> [Les consignes]:
1. Répondez à ces questions sur le texte consacré à Simon Kabla :
(a) Comment appelait-on en Tunisie l'école religieuse que Simon Kabla a fréquentée ?
(b) Quelle matière Simon Kabla a-t-il fini par enseigner ?
(c) Quelles écoles les grands frères Gauthey et les frères Lainé ont-ils intégrées plus tard ?
2. Reproduisez à l'identique, s'il vous plaît, tout ce qui va de « De Tunis à Jean-Baptiste » jusqu'à « prof de maths. » dans le texte consacré à Simon Kabla.
3. Poursuivez le texte consacré à Simon Kabla à partir de sa dernière phrase.

> [Extrait du texte]:
■ ■ ■

La grille d’entrée de Jean-Bat.

De Tunis à Jean-Baptiste Say

Né pendant la seconde guerre mondiale au sein d’une famille djerbienne, Simon Kabla avait reçu tout d’abord une éducation spécifiquement religieuse, avec mon père. Tous deux sont des anciens élèves de yeshiva, le Keteb, comme on appelait cela en Tunisie. Il était donc un fin connaisseur du tanakh, et il était doté d’une assez jolie voix, dont il aimait faire profiter l’auditoire, lors de lectures de la haftarah, à la synagogue. Ce n’est qu’au tout début de leur adolescence que mon père et lui furent repérés par leur rabbin, rabbi Yehouda Ouzan je crois, qui les incita à suivre une éducation scolaire plus classique. Il deviendrait donc prof de maths.

Avec sa fille Nathalie, ma cousine, j’ai été élève de Simon, durant deux années, en classe de troisième et de seconde à Jean-Baptiste Say, au sein d’une classe assez brillante, où je devais âprement disputer ma place de premier en maths avec des pointures comme Frédéric Gauthey, Bertrand Schwab ou Laurent Bizouarn, que j’ai retrouvés quelques années plus tard à Louis-le-Grand. Je me souviens que c’est avec Simon que je me suis familiarisé avec la notion d’espace vectoriel, de loi de composition interne et externe (même si j’approfondissais ensuite ces concepts de mathématiques modernes avec mon père) ou de produit scalaire. Il faut dire que mon oncle avait eu des élèves brillants auparavant, les grands frères Gauthey et les frères Lainé, qui intégrèrent plus tard l’X ou l’ENS, et avait décidé d’imposer un niveau élevé à sa classe. Cela eut une influence certaine sur mon parcours, par la suite.

■ ■ ■

> [Données du corpus]:
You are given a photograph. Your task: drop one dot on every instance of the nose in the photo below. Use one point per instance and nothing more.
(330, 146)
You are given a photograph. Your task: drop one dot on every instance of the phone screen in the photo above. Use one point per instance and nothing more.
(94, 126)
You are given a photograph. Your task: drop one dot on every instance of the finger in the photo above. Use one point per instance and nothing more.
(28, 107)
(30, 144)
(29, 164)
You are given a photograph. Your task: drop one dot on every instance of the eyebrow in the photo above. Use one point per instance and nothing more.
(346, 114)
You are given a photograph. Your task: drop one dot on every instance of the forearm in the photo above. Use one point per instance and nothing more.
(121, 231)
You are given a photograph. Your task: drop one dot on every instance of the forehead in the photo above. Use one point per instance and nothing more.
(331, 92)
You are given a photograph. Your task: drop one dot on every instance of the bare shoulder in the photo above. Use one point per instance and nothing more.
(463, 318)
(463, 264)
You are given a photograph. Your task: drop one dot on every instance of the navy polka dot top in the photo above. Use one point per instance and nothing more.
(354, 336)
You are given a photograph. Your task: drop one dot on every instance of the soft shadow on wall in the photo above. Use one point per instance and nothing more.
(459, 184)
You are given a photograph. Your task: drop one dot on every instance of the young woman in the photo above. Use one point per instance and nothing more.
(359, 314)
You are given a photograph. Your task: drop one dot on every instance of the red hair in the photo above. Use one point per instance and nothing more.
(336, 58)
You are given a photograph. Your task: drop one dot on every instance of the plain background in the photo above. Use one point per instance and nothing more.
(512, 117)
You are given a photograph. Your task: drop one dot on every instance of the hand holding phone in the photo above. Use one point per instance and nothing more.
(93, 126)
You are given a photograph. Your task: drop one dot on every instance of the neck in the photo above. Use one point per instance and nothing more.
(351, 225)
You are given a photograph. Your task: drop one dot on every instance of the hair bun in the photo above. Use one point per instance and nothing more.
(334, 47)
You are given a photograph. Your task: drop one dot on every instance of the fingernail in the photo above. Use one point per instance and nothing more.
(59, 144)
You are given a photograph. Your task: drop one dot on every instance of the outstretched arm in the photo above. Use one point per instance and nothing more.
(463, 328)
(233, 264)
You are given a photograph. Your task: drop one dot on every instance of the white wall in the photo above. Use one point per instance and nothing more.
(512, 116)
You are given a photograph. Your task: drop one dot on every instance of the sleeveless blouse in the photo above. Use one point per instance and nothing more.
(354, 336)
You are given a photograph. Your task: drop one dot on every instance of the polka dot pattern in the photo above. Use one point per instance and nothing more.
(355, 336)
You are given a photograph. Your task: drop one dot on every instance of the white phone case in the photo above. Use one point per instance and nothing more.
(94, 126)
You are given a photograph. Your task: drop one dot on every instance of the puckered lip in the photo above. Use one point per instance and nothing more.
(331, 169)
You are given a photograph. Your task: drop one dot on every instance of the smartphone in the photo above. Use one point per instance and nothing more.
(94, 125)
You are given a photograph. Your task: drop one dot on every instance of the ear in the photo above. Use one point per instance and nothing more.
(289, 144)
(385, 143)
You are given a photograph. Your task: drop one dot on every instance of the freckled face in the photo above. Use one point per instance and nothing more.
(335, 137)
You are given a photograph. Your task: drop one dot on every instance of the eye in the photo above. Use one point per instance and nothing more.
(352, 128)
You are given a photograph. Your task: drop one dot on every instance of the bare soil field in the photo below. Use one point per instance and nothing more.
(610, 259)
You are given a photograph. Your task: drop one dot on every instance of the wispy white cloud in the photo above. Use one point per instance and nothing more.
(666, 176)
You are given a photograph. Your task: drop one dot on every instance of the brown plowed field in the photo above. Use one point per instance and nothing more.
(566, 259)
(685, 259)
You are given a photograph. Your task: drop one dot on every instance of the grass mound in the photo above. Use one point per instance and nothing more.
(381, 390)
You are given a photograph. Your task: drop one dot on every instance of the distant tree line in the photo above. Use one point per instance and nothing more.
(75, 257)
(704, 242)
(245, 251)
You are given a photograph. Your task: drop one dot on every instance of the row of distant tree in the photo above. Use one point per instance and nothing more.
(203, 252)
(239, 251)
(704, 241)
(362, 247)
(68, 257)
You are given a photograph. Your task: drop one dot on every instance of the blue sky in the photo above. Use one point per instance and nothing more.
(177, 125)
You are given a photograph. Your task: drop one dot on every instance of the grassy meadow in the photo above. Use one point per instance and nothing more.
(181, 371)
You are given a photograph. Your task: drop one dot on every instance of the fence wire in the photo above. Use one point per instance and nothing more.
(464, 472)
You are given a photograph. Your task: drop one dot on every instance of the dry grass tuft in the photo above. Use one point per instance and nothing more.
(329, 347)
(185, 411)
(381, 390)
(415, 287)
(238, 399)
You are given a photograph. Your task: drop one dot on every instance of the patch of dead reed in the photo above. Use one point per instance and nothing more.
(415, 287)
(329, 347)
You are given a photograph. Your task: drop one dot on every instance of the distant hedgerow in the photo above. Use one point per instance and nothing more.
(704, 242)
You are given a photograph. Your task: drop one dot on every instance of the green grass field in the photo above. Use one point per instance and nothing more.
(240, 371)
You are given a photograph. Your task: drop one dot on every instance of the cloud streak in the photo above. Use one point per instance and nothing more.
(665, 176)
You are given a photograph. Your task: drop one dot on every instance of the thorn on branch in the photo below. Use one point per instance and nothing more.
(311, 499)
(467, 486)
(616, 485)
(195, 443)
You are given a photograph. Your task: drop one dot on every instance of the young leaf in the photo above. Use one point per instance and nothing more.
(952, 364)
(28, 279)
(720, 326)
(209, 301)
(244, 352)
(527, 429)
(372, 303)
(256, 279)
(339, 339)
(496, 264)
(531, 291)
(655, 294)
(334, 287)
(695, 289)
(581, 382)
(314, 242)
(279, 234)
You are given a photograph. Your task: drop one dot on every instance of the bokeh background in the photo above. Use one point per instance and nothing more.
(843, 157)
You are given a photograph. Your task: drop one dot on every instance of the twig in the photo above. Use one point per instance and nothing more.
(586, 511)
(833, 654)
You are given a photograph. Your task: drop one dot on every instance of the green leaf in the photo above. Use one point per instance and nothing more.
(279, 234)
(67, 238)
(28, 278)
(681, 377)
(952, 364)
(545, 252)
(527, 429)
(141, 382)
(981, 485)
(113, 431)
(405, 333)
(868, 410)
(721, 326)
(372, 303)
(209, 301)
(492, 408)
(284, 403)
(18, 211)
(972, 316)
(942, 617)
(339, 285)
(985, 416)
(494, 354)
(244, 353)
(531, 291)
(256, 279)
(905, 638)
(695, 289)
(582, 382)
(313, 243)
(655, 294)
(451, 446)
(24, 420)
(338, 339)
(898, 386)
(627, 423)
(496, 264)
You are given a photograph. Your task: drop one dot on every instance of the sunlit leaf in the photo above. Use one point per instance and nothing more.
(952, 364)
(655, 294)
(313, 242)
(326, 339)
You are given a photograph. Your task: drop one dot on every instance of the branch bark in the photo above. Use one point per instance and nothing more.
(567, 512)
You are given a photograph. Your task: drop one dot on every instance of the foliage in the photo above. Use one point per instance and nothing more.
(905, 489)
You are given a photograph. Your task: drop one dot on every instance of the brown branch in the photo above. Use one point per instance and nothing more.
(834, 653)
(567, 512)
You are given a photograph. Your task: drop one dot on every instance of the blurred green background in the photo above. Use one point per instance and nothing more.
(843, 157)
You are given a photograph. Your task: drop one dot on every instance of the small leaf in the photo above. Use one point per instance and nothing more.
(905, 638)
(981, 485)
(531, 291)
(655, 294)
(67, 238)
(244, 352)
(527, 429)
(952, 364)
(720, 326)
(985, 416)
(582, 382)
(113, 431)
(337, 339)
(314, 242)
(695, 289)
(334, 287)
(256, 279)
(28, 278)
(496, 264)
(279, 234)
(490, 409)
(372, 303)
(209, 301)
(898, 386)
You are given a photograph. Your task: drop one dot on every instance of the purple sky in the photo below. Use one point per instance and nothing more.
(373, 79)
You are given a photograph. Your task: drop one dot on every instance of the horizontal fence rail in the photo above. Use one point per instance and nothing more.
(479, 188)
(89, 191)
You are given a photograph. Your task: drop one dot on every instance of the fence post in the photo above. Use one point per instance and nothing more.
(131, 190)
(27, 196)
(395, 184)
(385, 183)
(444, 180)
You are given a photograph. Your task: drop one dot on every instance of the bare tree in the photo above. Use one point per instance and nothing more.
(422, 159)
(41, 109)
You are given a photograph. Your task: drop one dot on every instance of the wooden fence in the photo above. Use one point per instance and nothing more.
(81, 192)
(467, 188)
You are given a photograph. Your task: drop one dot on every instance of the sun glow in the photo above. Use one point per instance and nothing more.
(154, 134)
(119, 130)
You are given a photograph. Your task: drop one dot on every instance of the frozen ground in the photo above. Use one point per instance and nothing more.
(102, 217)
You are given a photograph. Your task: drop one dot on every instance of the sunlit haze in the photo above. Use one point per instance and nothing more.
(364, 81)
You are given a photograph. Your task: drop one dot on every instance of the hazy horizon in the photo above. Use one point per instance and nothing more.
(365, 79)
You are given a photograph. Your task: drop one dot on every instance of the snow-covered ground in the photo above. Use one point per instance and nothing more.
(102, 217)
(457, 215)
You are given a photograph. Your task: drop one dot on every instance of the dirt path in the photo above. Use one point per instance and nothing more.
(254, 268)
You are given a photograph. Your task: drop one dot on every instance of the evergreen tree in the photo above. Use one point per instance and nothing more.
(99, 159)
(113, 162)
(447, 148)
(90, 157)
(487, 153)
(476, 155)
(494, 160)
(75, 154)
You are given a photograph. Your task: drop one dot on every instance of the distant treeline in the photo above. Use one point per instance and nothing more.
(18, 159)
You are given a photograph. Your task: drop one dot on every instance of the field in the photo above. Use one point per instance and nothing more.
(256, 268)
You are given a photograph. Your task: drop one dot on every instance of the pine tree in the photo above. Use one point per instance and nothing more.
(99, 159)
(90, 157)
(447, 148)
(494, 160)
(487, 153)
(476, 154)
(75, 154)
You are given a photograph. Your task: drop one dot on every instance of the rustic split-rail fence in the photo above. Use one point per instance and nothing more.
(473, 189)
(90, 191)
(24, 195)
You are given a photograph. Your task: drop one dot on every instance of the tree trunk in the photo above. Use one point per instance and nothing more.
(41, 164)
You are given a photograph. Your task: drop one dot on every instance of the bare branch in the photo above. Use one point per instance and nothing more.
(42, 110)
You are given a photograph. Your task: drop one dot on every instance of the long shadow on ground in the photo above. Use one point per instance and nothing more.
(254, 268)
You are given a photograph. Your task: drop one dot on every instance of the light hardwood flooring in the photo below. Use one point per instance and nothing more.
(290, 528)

■ ■ ■

> [Réponses par consigne]:
1.
(a) Le Keteb.
(b) Les mathématiques.
(c) L'X ou l'ENS.

2.
De Tunis à Jean-Baptiste Say

Né pendant la seconde guerre mondiale au sein d’une famille djerbienne, Simon Kabla avait reçu tout d’abord une éducation spécifiquement religieuse, avec mon père. Tous deux sont des anciens élèves de yeshiva, le Keteb, comme on appelait cela en Tunisie. Il était donc un fin connaisseur du tanakh, et il était doté d’une assez jolie voix, dont il aimait faire profiter l’auditoire, lors de lectures de la haftarah, à la synagogue. Ce n’est qu’au tout début de leur adolescence que mon père et lui furent repérés par leur rabbin, rabbi Yehouda Ouzan je crois, qui les incita à suivre une éducation scolaire plus classique. Il deviendrait donc prof de maths.

3.
Sport et études

Rigoureux sans être particulièrement sévère, je crois qu’il intimidait ses élèves, avec sa haute stature, sa moustache et son regard profond. Pourtant, il avait énormément d’humour, et débordait de culture générale. Si on finissait rapidement les longs devoirs sur table qu’il nous donnait, on pouvait l’apercevoir nous surveiller d’un oeil, assis derrière son bureau, tout en feuilletant le journal l’Équipe : Simon adorait le sport, le ski, le tennis et surtout le football, qu’il pratiquait tous les dimanche au sein d’une équipe composée de ses autres frères (mais pas mon père) et de quelques uns de ses amis de Pierrefitte, où il s’était installé en arrivant en France, pas trop loin de mes grands-parents.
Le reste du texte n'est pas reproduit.